What to work on: Word for word, repeat the lines of the records from the one containing "Spot the industrial" through the last line, both included.
___ Dataset excerpts
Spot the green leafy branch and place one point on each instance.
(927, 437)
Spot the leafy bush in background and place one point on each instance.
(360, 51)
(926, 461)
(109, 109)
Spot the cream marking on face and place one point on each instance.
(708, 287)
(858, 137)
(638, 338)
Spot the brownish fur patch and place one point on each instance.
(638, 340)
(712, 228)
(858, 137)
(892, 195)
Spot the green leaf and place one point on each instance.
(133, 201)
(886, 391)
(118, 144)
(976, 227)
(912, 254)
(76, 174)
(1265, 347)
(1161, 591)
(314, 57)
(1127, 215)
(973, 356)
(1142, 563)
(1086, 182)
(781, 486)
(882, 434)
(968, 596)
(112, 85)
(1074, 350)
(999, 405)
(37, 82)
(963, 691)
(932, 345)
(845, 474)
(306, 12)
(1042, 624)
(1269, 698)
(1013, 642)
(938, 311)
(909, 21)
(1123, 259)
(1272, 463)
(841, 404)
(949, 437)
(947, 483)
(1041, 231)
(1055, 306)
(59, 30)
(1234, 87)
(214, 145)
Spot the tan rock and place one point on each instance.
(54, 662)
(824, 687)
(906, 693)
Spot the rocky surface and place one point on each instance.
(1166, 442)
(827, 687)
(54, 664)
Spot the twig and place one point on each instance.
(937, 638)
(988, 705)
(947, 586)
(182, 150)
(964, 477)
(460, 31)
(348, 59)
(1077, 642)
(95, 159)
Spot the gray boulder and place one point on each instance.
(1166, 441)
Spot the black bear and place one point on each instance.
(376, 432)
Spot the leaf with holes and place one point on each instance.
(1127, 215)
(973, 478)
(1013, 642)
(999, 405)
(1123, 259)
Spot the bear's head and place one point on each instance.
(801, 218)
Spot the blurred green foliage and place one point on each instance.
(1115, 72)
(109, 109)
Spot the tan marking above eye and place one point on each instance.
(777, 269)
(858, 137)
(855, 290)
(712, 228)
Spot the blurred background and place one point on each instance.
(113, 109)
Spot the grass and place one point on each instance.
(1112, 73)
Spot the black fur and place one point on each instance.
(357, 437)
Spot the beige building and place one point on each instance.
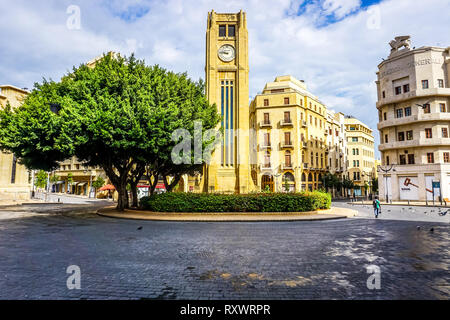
(289, 144)
(336, 143)
(15, 181)
(360, 155)
(227, 86)
(414, 118)
(76, 178)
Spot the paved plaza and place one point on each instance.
(179, 260)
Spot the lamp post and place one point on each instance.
(386, 171)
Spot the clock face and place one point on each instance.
(227, 53)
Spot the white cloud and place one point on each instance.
(338, 61)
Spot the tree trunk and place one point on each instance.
(169, 187)
(152, 187)
(122, 200)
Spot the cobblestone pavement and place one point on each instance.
(389, 212)
(177, 260)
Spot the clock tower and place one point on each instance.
(227, 86)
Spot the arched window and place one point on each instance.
(267, 159)
(288, 182)
(287, 159)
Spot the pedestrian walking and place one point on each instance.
(376, 207)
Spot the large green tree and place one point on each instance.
(118, 115)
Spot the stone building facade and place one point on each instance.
(414, 122)
(360, 155)
(15, 179)
(290, 146)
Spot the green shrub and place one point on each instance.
(258, 202)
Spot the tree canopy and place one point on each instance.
(118, 115)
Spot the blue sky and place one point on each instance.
(334, 45)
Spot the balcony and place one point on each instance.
(286, 123)
(422, 142)
(420, 93)
(265, 124)
(287, 166)
(265, 167)
(422, 117)
(265, 147)
(286, 145)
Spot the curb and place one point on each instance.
(220, 217)
(400, 204)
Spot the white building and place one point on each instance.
(414, 118)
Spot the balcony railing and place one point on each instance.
(440, 116)
(287, 166)
(286, 145)
(265, 124)
(265, 146)
(265, 167)
(286, 123)
(415, 143)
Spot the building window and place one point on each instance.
(222, 31)
(267, 159)
(447, 157)
(13, 170)
(267, 139)
(287, 138)
(231, 31)
(407, 111)
(409, 135)
(287, 117)
(287, 159)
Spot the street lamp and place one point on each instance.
(385, 171)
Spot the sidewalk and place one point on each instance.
(331, 214)
(405, 203)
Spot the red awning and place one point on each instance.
(107, 187)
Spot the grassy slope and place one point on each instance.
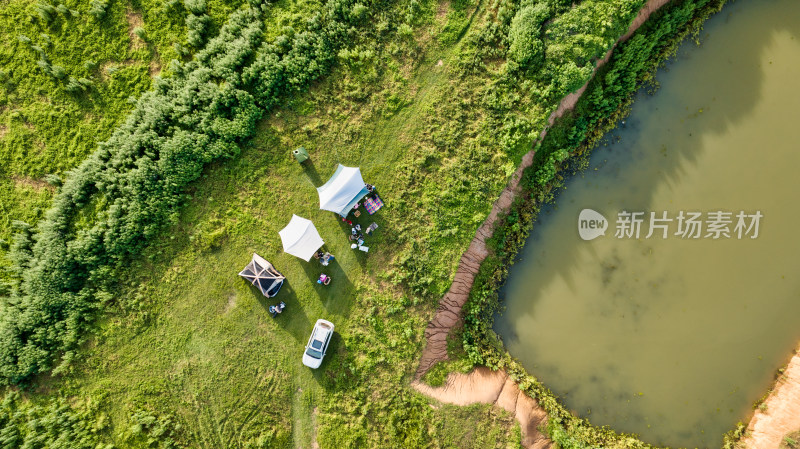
(46, 130)
(190, 338)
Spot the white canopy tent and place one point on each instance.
(300, 238)
(263, 275)
(345, 188)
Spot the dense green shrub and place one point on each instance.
(607, 98)
(131, 187)
(54, 425)
(526, 47)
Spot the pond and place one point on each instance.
(675, 338)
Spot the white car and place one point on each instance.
(318, 343)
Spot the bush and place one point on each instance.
(97, 8)
(526, 46)
(132, 185)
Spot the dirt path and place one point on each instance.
(449, 311)
(782, 413)
(485, 386)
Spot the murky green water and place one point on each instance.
(675, 339)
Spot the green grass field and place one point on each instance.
(186, 354)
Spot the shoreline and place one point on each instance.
(779, 414)
(448, 314)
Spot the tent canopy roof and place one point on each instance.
(300, 238)
(345, 188)
(263, 275)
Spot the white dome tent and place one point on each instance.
(300, 238)
(345, 188)
(263, 275)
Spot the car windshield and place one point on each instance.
(314, 353)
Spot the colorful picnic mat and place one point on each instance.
(372, 205)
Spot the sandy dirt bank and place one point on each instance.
(782, 412)
(483, 385)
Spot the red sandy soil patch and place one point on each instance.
(780, 414)
(485, 386)
(449, 311)
(36, 184)
(569, 102)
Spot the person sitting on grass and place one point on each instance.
(324, 279)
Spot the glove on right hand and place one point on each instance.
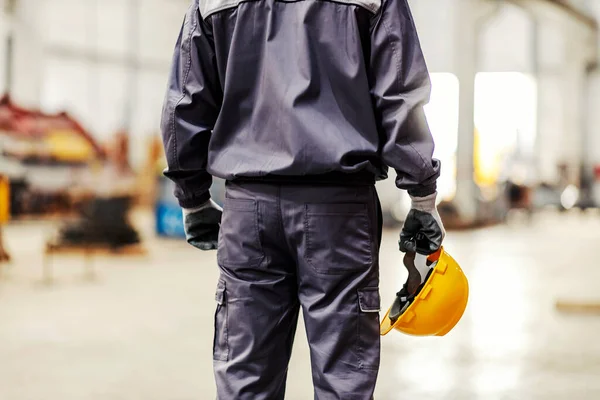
(423, 230)
(202, 225)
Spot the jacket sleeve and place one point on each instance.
(190, 110)
(400, 87)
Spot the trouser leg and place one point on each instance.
(257, 309)
(338, 236)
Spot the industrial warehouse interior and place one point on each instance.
(101, 298)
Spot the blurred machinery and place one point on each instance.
(4, 214)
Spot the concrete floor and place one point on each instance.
(143, 329)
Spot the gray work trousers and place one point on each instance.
(286, 246)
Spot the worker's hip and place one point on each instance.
(336, 229)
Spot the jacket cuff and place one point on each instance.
(423, 191)
(194, 201)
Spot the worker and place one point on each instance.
(300, 106)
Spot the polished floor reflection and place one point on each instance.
(143, 329)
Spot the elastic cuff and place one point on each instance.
(195, 201)
(423, 191)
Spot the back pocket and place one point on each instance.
(338, 237)
(239, 239)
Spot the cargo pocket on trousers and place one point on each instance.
(338, 237)
(220, 344)
(369, 306)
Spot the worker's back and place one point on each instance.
(319, 89)
(295, 87)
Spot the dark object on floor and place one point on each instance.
(103, 221)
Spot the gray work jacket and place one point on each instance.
(297, 89)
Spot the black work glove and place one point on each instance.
(202, 225)
(423, 231)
______
Full output:
Spot the industrial warehouse interior and place one point on each instance.
(101, 298)
Spot the blurred machinery and place one point on each instance.
(4, 214)
Spot the concrete floor and place one point on each instance.
(143, 329)
Spot the gray work trousers and place one point on each instance.
(286, 246)
Spot the worker's hip and place one point on each instance.
(336, 229)
Spot the jacket cuff and place one point on each instance.
(423, 191)
(194, 201)
Spot the worker and place one point on each instance.
(300, 106)
Spot the polished floor reflection and place one point on each instance.
(143, 329)
Spot the elastic cuff and place one point on each instance.
(195, 201)
(423, 191)
Spot the back pocket and place one point on each instance.
(338, 237)
(239, 239)
Spot the cargo pocket on trousers and place one point on each instance.
(338, 237)
(220, 344)
(369, 306)
Spot the worker's back and place one point on each instance.
(319, 89)
(295, 87)
Spot the dark object on floor and place one point on each instance.
(103, 221)
Spot the gray work jacket and place one point on each instance.
(297, 89)
Spot the black work glove and place one point on each instance.
(202, 225)
(423, 231)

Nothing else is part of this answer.